Please copy out the listing below line by line, changing no word, number, or spacing.

------------------------------

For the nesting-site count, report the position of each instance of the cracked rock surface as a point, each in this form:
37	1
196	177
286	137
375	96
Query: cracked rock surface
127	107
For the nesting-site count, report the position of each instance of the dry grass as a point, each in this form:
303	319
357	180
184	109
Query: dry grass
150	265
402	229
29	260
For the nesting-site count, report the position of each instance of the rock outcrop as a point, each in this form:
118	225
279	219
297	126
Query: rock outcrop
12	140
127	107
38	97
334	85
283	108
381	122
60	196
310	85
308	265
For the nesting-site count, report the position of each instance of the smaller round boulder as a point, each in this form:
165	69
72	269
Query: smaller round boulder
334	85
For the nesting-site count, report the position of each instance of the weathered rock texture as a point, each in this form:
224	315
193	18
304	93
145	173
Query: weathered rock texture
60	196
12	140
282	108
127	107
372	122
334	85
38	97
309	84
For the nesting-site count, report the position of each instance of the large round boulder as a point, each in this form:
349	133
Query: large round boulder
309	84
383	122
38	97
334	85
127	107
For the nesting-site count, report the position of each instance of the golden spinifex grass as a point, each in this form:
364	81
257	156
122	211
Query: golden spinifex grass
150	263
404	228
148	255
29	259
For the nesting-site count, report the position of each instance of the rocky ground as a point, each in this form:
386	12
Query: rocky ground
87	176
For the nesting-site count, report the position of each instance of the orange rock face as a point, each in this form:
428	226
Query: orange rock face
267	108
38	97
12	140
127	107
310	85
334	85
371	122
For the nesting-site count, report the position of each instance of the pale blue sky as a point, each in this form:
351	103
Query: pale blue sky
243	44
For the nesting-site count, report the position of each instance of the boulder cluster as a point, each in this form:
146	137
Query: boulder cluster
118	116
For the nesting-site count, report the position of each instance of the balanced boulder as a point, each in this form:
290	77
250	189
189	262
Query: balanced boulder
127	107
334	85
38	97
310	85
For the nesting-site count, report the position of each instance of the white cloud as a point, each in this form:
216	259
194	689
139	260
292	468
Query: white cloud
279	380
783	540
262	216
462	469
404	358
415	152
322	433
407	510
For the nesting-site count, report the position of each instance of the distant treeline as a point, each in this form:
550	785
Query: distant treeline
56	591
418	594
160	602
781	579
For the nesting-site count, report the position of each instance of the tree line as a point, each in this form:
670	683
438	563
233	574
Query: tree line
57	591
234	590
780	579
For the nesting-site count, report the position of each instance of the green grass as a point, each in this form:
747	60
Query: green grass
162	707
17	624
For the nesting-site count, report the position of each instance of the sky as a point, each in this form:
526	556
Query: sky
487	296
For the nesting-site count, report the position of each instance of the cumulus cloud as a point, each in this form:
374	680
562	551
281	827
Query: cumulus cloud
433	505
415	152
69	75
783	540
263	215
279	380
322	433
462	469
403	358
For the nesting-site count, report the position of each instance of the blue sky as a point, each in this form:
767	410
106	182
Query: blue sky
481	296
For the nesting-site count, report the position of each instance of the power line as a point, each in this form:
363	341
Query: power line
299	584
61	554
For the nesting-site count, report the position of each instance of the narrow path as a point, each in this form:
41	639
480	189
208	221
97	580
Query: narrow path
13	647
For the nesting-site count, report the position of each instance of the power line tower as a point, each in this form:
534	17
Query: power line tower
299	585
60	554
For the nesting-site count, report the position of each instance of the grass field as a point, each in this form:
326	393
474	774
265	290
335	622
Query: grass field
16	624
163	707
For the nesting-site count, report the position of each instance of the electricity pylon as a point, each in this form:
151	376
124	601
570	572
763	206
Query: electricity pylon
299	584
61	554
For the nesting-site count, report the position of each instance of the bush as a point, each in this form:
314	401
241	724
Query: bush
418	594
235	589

------------------------------

> [EXERCISE RESULT]
For the nesting-site count, report the position of each instance of the cracked rock surface as a point, each in this form:
37	1
196	177
286	137
375	96
Query: cracked rock surface
127	107
For the nesting-site count, report the position of each instance of the dry grass as a point, each in this form:
303	319
357	180
184	109
Query: dry grass
150	265
402	229
29	260
For the nesting-site count, report the position of each instance of the rock outcrop as a point, each in this form:
118	225
279	219
297	126
Query: rock outcrop
12	140
127	107
38	97
334	85
283	108
381	122
60	196
310	85
308	265
For the nesting-site count, report the position of each instance of the smaller round boulder as a point, each in this form:
165	69
72	269
Query: smaller round boulder
334	85
For the nesting-site count, report the position of each instance of the weathered rock texture as a point, each in this form:
224	315
193	18
304	93
145	173
Query: weathered rock texture
60	196
12	140
282	108
127	107
372	122
334	85
38	97
309	84
For the nesting-site count, report the position of each instance of the large round boulder as a point, each in this form:
349	133
Query: large round boulder
309	84
383	122
38	97
334	85
127	107
For the nesting-site count, report the position of each instance of the golden spinifex grass as a point, each in this form:
364	81
257	156
122	211
Query: golden spinifex grass
150	263
404	228
148	255
29	259
For the nesting-site count, report the position of each instance of the rocky ground as a point, each in this form:
386	12
Query: rocky ground
87	176
For the nesting-site count, report the position of each instance of the orange rock face as a point, each in this form:
428	226
Query: orange rock face
267	108
38	97
12	140
127	107
310	85
334	85
371	122
For the nesting-site count, report the position of each instance of the pale blue sky as a point, each in this form:
351	103
Query: pale blue sky
243	44
For the nesting-site count, report the position of each instance of the boulder cluster as a point, each in this form:
146	137
Query: boulder cluster
118	116
For the nesting-site count, report the position of each instance of the balanced boulder as a point, each in this form:
290	77
250	189
189	262
Query: balanced boulder
127	107
334	85
38	97
310	85
For the nesting-site count, report the position of each instance of the white cloud as a point, each in this form:
216	259
194	689
139	260
292	468
Query: white cloud
279	380
783	540
262	216
462	469
404	358
415	152
322	433
407	510
For the nesting-site count, report the position of each instance of the distant treeline as a point, each in this form:
550	785
Query: distant treeline
56	591
418	594
160	602
781	579
For the nesting-site count, report the position of each instance of the tree line as a point, each in this form:
670	683
438	563
233	574
Query: tree line
57	591
234	590
780	579
For the nesting-site count, report the position of each instance of the green grass as a point, each in this form:
747	60
Query: green grass
162	707
17	624
For the nesting-site count, report the position of each instance of the sky as a point, each in this form:
526	556
Query: sky
487	296
For the nesting-site count, report the position of each instance of the cumulus cloud as a point, each in this form:
374	680
562	551
281	827
Query: cumulus cloud
433	505
415	152
69	75
783	540
263	215
279	380
322	433
462	469
403	358
For the nesting-site count, report the position of each instance of the blue sky as a point, each in this form:
767	410
106	182
Query: blue sky
481	296
For the nesting-site count, report the position of each instance of the power line as a point, each in this form:
363	341
Query: power line
299	584
61	554
For the nesting-site count, report the position of each instance of the narrow path as a point, each in this form:
41	639
480	189
208	221
97	580
Query: narrow path
13	647
For the nesting-site count, report the position of each instance of the power line tower as a point, each in this form:
534	17
Query: power line tower
299	585
60	554
For the nesting-site count, report the position of each instance of the grass field as a point, each in this form:
326	393
474	774
265	290
335	622
Query: grass field
16	624
163	707
For the nesting-site count, report the position of each instance of the electricity pylon as a point, each in this form:
151	376
124	601
570	572
763	206
Query: electricity pylon
299	584
61	554
For the nesting-site count, report the position of each instance of the bush as a point, each in this form:
314	401
241	724
Query: bush
418	594
235	589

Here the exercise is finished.